## QUESTIONS ON THE MATERIAL
1 > From the Intercom passage, repeat the text from "Founded in 2011, Intercom" up to and including "their product portfolio.".
2 > Answer these questions using the Intercom passage:
(a) Which Forbes staff writer does the passage quote?
(b) In what year was Intercom founded?
(c) What flat price did the co-founders like for its simplicity?
Segment Start: DOCUMENT TEXT
Key points: Make sure the individual product options are presented clearly and allow for selection of plans within each product. Experiment to see if it’s more effective to specify the customer personas aligned with each product offering or the job each plan helps customers complete.
Intercom is one of the darlings of the SaaS world, with a growth curve similar to Slack’s explosive growth. Co-founders Eoghan McCabe, Des Traynor, David Barrett and Ciaran Lee didn’t think they were coming up with a new idea, but they did think they could create a better product than the “customer-facing chat tools on websites connecting you to a faceless representative,” writes Forbes staff writer Alex Konrad.
Founded in 2011, Intercom went live with a free public beta in 2012:
According to Konrad’s article, Jason Fried advised the fledgling company to embrace a flat fee structure. While the co-founders liked the simplicity of a flat $50 price tag for Intercom, it didn’t provide a path to build revenue.
Over the years, in addition to experimenting with different product offerings to optimize monetization, Intercom has also added to their product portfolio.
Ideally, Intercom will “be a one-stop shop for a broad range of interactions with outside users. Internally, Intercom has teams managing each of its products and is continuing to look for new ones to launch,” writes Konrad.
Segment End: DOCUMENT TEXT
Segment Start: GIVEN DATA
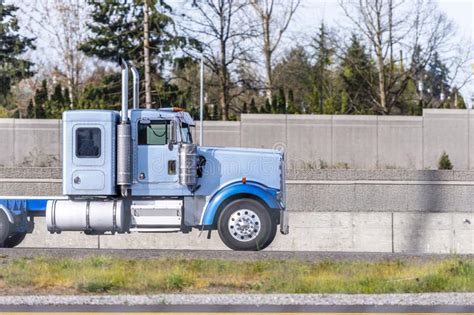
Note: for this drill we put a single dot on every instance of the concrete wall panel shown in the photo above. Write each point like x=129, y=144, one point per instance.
x=446, y=130
x=7, y=142
x=309, y=141
x=354, y=141
x=37, y=142
x=400, y=142
x=263, y=131
x=219, y=133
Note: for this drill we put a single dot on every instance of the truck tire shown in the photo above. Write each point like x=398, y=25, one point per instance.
x=4, y=228
x=14, y=240
x=246, y=225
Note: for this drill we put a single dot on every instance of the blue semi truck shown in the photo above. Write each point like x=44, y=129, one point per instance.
x=138, y=170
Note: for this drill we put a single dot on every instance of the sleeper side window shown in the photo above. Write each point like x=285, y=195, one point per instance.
x=88, y=142
x=154, y=133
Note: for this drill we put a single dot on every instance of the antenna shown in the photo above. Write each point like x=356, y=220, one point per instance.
x=201, y=101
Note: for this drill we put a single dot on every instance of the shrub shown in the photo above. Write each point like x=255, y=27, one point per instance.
x=444, y=162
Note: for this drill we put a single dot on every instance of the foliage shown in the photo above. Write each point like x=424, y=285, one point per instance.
x=116, y=31
x=444, y=162
x=13, y=66
x=92, y=275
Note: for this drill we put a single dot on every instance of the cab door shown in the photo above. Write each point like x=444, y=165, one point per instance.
x=157, y=157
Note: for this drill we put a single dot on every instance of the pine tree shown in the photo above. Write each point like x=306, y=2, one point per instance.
x=13, y=68
x=215, y=112
x=356, y=72
x=323, y=54
x=253, y=108
x=245, y=108
x=41, y=97
x=117, y=31
x=30, y=111
x=55, y=106
x=267, y=108
x=205, y=114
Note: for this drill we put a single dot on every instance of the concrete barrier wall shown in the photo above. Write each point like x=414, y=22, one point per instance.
x=330, y=210
x=310, y=141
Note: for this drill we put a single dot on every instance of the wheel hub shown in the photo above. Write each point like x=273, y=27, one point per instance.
x=244, y=225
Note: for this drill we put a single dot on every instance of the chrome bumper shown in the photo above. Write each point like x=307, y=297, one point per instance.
x=284, y=222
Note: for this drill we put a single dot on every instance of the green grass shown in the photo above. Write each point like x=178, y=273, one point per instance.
x=97, y=275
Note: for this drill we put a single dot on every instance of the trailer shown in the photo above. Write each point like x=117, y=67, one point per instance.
x=138, y=170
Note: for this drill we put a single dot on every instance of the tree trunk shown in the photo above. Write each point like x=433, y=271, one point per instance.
x=267, y=51
x=146, y=51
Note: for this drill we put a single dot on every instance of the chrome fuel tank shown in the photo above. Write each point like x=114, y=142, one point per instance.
x=87, y=215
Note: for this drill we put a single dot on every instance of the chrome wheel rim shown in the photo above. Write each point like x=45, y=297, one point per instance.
x=244, y=225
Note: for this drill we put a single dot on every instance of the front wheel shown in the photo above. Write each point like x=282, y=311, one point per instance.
x=14, y=240
x=4, y=228
x=245, y=224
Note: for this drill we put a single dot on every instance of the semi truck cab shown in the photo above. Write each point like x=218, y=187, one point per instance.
x=138, y=170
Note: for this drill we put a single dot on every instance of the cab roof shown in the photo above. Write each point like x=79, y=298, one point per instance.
x=165, y=113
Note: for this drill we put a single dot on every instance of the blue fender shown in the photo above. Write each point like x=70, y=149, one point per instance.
x=267, y=195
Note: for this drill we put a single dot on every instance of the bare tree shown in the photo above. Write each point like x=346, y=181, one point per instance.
x=221, y=30
x=274, y=17
x=146, y=53
x=396, y=31
x=63, y=22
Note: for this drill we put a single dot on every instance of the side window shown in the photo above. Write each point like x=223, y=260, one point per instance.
x=154, y=133
x=88, y=142
x=186, y=133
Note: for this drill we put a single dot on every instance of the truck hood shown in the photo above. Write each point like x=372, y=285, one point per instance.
x=228, y=165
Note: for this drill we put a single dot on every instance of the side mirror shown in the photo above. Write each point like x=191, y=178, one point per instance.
x=173, y=134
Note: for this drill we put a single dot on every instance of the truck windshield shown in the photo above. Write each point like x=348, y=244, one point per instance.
x=186, y=135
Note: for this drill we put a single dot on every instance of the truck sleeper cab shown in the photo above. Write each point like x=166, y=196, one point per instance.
x=138, y=171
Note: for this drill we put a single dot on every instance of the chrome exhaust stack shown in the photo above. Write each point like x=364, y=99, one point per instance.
x=136, y=86
x=124, y=144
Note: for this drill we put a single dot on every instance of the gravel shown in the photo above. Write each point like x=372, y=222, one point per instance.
x=425, y=299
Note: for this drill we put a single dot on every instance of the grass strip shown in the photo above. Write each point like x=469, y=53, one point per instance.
x=112, y=275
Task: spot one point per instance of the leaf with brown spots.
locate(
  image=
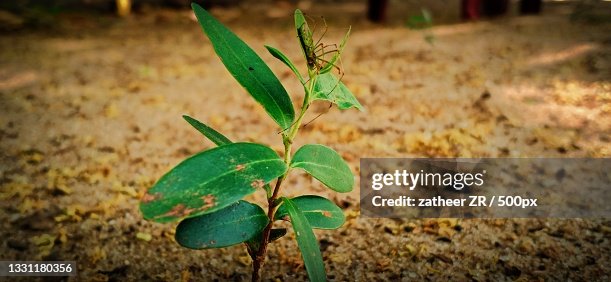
Segment End: GIVEN DATA
## RESULTS OF THE EXERCISE
1 >
Founded in 2011, Intercom went live with a free public beta in 2012:
According to Konrad’s article, Jason Fried advised the fledgling company to embrace a flat fee structure. While the co-founders liked the simplicity of a flat $50 price tag for Intercom, it didn’t provide a path to build revenue.
Over the years, in addition to experimenting with different product offerings to optimize monetization, Intercom has also added to their product portfolio.

2 >
(a) Alex Konrad
(b) 2011
(c) $50